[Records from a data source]
** BEGIN **
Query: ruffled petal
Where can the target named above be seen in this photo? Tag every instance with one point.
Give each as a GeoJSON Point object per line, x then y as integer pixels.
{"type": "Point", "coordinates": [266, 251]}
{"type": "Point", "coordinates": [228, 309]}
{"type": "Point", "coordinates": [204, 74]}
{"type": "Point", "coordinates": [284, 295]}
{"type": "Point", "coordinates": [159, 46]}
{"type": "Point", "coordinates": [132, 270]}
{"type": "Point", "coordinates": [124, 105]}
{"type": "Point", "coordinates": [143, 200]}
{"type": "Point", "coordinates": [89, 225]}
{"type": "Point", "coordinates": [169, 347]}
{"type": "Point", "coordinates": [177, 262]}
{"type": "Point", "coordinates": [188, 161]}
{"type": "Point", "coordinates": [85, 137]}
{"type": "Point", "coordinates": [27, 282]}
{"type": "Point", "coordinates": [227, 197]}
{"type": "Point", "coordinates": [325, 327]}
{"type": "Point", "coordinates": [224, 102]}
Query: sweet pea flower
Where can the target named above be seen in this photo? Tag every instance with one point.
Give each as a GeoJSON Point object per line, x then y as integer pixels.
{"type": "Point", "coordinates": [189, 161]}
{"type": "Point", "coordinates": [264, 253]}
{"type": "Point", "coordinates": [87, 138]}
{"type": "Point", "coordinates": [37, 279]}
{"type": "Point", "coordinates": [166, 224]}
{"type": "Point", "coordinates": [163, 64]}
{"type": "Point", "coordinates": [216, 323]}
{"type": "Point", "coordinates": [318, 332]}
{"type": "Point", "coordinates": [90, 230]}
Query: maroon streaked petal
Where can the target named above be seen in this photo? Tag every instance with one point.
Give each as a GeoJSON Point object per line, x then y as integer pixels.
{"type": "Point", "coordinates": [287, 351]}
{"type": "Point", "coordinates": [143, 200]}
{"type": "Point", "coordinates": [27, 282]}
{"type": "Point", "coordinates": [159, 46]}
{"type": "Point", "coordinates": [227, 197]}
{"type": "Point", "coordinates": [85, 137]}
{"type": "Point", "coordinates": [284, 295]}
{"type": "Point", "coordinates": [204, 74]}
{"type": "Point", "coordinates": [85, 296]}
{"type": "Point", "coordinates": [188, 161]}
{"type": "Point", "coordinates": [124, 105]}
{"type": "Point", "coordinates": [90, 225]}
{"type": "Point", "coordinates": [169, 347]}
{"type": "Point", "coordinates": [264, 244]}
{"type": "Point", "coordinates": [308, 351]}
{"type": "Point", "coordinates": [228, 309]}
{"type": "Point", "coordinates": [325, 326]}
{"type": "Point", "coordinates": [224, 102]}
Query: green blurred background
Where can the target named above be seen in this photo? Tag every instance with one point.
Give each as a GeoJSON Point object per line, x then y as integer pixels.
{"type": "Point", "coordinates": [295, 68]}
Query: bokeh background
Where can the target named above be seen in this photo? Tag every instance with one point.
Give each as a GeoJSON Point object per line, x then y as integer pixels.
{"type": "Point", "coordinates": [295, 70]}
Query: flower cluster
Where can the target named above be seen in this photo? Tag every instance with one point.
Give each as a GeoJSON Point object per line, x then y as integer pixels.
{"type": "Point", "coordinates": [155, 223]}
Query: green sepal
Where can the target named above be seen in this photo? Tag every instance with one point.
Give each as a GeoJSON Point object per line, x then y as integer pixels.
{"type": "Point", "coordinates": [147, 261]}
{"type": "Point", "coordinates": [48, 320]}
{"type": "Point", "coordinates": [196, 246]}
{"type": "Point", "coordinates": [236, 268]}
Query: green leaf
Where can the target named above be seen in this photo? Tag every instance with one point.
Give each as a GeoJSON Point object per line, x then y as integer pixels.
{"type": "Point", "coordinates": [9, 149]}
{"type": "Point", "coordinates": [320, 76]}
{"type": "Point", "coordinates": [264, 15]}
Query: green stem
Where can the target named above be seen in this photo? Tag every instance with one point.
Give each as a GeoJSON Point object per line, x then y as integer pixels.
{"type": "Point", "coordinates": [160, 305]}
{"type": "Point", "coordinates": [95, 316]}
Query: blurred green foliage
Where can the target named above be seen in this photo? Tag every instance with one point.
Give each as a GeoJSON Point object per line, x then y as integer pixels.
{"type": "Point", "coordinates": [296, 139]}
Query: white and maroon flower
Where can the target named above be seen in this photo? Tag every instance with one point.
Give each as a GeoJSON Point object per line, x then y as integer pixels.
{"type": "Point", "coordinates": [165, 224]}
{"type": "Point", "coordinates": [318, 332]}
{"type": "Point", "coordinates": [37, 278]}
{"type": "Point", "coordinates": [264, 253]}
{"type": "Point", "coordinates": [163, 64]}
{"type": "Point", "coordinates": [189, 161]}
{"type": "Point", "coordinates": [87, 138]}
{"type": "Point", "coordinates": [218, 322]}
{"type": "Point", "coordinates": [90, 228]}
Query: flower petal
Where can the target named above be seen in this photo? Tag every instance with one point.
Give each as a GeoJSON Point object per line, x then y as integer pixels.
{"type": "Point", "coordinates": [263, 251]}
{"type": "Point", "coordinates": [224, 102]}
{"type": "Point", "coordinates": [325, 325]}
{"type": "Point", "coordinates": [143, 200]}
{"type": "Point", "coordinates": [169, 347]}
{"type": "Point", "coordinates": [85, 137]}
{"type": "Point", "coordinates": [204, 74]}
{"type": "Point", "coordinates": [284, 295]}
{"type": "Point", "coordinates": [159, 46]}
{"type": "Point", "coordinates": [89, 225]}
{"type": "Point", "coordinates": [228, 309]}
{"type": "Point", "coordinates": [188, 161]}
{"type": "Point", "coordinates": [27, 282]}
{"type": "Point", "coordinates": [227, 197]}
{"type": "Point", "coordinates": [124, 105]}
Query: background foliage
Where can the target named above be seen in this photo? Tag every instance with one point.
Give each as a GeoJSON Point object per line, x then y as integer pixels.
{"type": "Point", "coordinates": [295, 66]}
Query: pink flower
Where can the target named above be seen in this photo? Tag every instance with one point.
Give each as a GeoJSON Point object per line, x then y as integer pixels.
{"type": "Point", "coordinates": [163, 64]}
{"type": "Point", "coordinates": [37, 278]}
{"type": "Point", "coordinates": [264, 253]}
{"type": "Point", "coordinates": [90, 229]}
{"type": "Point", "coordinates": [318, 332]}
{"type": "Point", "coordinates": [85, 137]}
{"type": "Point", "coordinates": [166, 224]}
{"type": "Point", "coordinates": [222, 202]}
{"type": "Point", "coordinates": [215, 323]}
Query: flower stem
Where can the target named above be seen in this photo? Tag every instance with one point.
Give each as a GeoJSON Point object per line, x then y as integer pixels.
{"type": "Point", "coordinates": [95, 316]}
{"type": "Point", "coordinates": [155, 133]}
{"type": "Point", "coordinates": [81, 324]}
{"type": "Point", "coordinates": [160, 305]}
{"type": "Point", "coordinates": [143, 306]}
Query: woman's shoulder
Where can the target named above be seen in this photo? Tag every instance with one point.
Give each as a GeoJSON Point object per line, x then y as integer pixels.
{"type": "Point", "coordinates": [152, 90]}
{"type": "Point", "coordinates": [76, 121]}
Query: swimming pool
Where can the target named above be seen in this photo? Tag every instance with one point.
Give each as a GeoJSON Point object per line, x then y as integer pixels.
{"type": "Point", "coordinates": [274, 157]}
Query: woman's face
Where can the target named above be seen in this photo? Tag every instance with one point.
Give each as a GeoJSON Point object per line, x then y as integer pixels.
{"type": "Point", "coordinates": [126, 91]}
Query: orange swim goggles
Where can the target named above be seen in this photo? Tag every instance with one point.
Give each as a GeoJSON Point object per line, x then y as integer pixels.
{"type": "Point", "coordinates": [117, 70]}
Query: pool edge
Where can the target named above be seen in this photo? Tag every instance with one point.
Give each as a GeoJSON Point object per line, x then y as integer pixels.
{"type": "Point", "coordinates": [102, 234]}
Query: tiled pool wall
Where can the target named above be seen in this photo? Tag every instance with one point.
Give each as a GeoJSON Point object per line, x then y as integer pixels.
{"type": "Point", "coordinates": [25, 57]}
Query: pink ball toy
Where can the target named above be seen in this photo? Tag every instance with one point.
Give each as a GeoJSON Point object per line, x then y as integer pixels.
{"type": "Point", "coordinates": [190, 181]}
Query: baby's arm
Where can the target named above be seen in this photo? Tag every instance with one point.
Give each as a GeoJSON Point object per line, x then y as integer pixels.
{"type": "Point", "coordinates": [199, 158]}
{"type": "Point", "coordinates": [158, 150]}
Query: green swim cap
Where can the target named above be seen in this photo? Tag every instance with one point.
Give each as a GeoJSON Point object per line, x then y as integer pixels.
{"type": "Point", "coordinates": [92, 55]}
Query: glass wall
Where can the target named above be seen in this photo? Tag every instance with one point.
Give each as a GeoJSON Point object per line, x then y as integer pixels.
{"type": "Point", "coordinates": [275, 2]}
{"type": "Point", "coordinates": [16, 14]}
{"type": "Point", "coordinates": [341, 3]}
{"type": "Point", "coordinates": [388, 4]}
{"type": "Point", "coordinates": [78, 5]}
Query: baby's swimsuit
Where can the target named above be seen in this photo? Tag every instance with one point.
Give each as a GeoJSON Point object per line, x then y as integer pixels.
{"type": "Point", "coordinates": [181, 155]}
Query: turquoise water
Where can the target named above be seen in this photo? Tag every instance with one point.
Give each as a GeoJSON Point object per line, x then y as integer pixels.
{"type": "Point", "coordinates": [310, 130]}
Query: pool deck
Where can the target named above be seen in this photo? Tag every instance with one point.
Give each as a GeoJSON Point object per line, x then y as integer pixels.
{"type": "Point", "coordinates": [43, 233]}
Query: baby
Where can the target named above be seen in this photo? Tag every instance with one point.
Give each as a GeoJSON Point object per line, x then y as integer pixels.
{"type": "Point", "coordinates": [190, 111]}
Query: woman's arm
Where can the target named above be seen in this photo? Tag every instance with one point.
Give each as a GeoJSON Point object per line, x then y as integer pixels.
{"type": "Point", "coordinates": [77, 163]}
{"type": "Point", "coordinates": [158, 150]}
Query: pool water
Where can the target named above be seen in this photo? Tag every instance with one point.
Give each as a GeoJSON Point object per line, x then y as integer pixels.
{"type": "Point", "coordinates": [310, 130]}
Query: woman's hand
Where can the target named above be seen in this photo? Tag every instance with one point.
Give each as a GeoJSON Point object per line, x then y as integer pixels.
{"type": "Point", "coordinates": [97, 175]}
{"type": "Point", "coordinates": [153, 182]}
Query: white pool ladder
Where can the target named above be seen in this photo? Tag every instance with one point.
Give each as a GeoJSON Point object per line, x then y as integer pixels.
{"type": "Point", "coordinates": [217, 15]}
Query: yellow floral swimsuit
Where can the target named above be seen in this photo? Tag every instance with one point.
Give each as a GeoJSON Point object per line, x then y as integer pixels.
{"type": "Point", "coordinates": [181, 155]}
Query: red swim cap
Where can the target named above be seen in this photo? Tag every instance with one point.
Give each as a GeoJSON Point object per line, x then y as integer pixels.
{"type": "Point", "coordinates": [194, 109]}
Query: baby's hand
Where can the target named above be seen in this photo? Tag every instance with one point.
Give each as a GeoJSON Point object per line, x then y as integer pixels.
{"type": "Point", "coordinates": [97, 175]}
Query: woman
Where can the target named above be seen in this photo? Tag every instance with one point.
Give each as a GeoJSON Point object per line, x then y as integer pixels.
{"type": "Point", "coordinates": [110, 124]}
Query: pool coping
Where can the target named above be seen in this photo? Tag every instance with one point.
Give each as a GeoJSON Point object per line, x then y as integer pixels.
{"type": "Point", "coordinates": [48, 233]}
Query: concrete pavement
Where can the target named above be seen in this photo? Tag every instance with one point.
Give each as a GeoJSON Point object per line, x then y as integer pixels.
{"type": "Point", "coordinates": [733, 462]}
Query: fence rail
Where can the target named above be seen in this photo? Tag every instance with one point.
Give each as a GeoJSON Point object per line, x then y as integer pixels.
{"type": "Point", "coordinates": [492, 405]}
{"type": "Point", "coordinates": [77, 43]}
** END **
▶ _Stated problem_
Copy, character for character, the lines from the line that holds "Query: concrete pavement" through the final line of the records above.

▶ _Task output_
Query: concrete pavement
Where can the target named above be seen in this photo? Tag every instance with one point.
Give each as a GeoJSON Point object per line, x then y as integer pixels.
{"type": "Point", "coordinates": [733, 462]}
Query: fence rail
Where can the target named above be seen in this photo? Tag every instance with one point.
Give each as a GeoJSON Point object per line, x then y as integer pixels.
{"type": "Point", "coordinates": [492, 405]}
{"type": "Point", "coordinates": [77, 43]}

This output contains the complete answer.